• _Excerpt to read_
══════

Each arena is an array holding some constant number of S-expressions, with
mark bits, e.g.: 
<<example>>=
#define GROWTH_UNIT 24
struct markedsx { /* S-expression with mark bit */
  struct sx sx;
  unsigned live:1;
};
typedef struct arena {
  struct markedsx pool[GROWTH_UNIT];
  struct arena *tail;
}
@ Notice that arenas are chained on a linked list; the head of that list is
called [[heap]]. One arena is always the current free arena, and the variable
[[freeArena]] points to it. The heap pointer [[hp]] points to next available
S-expression in the current free arena. The limit pointer [[heap_limit]]
points just beyond the last S-expression in the current free arena, so at any
moment the number of free S-expressions in the current free arena is
[[heap_limit - hp]]. 
<<example>>=
struct markedsx *hp, *heap_limit;
struct arena *heap, *freeArena;
@ Here's a picture of what the arenas look like in the middle of an allocation
cycle: \htmlBR
[IMAGE]\htmlBR
Dark shaded areas are used, while light areas are available for allocation.
Except for the current free arena, arenas are either entirely used or entirely
available. [[heap_limit - hp]] gives the size of the light area in the
current arena. Of course, this picture doesn't make sense for the stage 1 we
have implemented---in the implementation we give you, the current arena is
also always the last one. Also, once we have a garbage collector, ``used'' and
``available'' will be only approximations to what the dark and light areas
represent.

══════

• _Data rows_

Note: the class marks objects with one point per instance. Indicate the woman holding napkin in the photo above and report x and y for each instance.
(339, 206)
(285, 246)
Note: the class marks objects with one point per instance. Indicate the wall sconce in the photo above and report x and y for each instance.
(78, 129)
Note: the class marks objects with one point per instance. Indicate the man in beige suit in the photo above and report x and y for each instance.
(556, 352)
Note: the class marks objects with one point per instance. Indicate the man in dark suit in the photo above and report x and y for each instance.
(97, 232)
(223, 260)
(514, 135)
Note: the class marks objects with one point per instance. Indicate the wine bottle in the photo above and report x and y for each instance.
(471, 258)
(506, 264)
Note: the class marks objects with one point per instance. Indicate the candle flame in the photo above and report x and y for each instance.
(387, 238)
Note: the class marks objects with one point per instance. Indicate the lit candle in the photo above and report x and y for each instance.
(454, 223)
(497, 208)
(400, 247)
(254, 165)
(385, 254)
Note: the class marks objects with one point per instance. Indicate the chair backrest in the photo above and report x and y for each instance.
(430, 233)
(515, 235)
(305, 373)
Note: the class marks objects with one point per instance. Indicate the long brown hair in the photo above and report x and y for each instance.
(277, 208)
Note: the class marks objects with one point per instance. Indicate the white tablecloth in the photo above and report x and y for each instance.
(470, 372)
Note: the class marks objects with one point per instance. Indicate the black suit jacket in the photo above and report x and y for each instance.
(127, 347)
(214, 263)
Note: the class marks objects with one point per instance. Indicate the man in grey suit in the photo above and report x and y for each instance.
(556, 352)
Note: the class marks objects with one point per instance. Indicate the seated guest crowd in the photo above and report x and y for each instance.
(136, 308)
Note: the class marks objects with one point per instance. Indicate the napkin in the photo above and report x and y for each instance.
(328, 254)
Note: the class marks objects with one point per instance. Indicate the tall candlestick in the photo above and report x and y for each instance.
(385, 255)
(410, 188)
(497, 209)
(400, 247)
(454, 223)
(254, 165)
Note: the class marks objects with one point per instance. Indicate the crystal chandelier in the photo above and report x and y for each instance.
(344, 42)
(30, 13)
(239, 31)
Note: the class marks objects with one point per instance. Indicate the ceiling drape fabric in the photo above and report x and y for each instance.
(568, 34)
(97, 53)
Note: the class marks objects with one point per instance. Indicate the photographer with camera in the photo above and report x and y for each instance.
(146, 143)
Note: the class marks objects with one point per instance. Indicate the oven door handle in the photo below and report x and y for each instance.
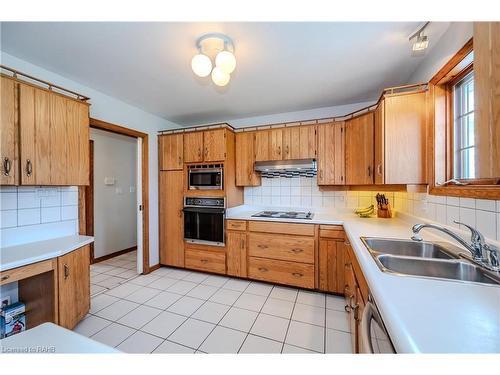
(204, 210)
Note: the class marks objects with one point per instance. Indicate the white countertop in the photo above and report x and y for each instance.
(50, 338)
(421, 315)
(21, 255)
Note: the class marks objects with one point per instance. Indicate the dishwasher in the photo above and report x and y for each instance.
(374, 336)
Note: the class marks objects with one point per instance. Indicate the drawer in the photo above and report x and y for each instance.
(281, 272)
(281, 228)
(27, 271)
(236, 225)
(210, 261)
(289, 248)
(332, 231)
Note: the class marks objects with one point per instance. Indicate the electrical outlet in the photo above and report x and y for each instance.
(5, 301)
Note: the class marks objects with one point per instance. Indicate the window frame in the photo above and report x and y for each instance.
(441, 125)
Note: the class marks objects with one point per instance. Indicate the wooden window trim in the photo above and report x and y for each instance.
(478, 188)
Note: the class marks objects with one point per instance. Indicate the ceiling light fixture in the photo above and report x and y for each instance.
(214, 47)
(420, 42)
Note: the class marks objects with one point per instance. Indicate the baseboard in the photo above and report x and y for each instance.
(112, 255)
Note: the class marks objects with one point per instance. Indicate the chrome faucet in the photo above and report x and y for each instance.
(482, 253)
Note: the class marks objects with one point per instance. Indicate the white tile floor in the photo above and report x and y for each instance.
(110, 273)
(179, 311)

══════

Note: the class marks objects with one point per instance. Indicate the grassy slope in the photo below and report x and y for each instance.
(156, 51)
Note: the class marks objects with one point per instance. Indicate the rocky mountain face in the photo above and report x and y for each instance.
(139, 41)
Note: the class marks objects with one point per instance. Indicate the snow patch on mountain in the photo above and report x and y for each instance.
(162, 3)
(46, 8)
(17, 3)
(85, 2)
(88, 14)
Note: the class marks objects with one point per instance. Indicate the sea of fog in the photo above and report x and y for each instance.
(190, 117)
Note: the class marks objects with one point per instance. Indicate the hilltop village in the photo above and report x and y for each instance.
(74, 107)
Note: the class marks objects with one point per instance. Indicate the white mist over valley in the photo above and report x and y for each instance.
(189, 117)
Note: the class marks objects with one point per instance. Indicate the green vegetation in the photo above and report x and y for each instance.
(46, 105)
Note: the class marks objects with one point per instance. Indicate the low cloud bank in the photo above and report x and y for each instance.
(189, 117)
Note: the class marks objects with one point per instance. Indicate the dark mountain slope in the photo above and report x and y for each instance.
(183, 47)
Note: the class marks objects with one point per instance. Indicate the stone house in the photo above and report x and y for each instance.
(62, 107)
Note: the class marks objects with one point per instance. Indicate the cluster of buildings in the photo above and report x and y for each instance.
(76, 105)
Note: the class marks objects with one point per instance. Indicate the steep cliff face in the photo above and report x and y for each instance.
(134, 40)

══════

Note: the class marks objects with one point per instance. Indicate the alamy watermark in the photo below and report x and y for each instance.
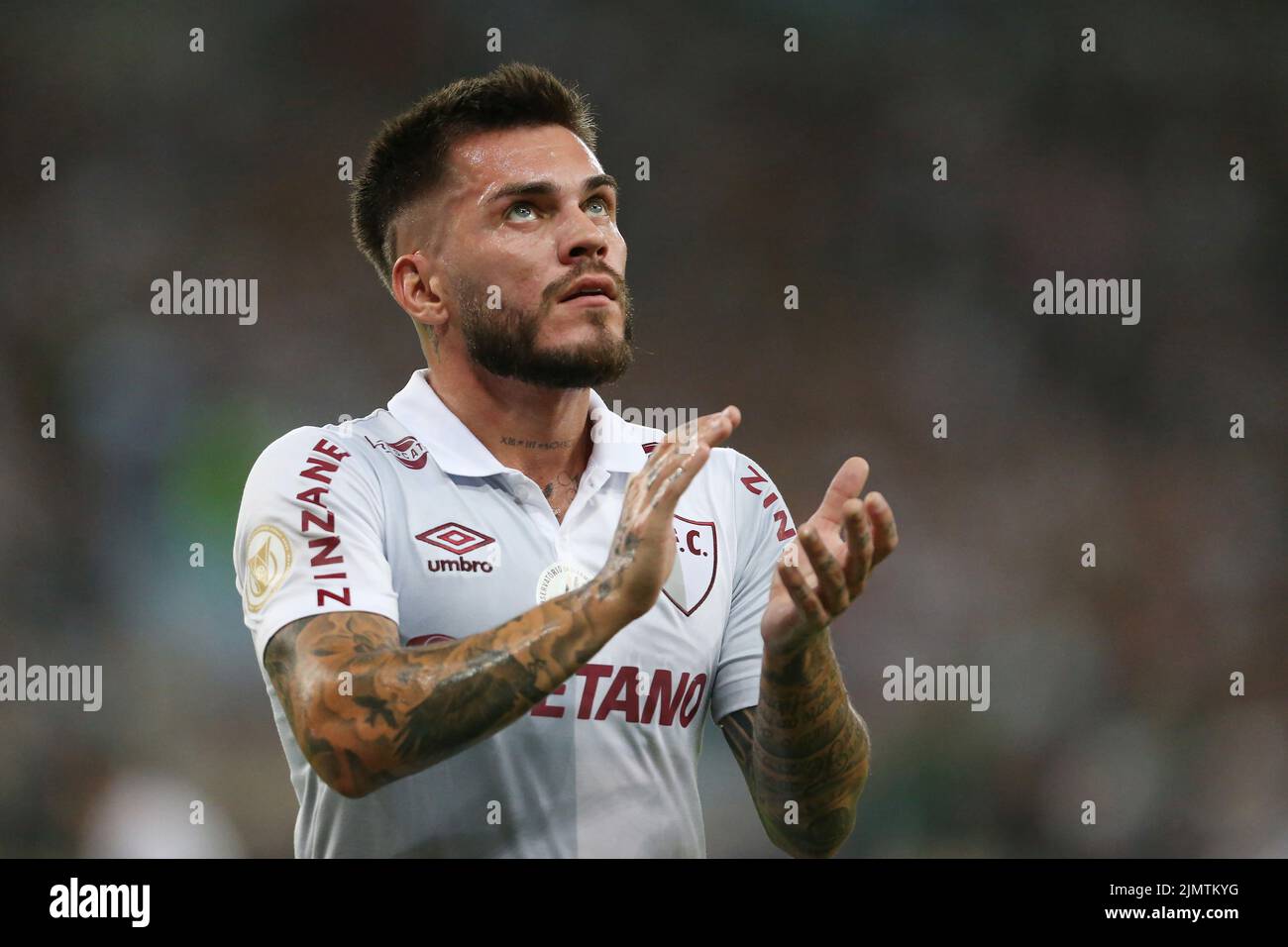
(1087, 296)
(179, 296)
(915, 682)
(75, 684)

══════

• _Directions for this task_
According to the arena excerpt, why doesn't the picture of the arenas make sense for stage 1?

• _Task solution_
In the stage 1 implementation, the current free arena is also always the last arena in the chain.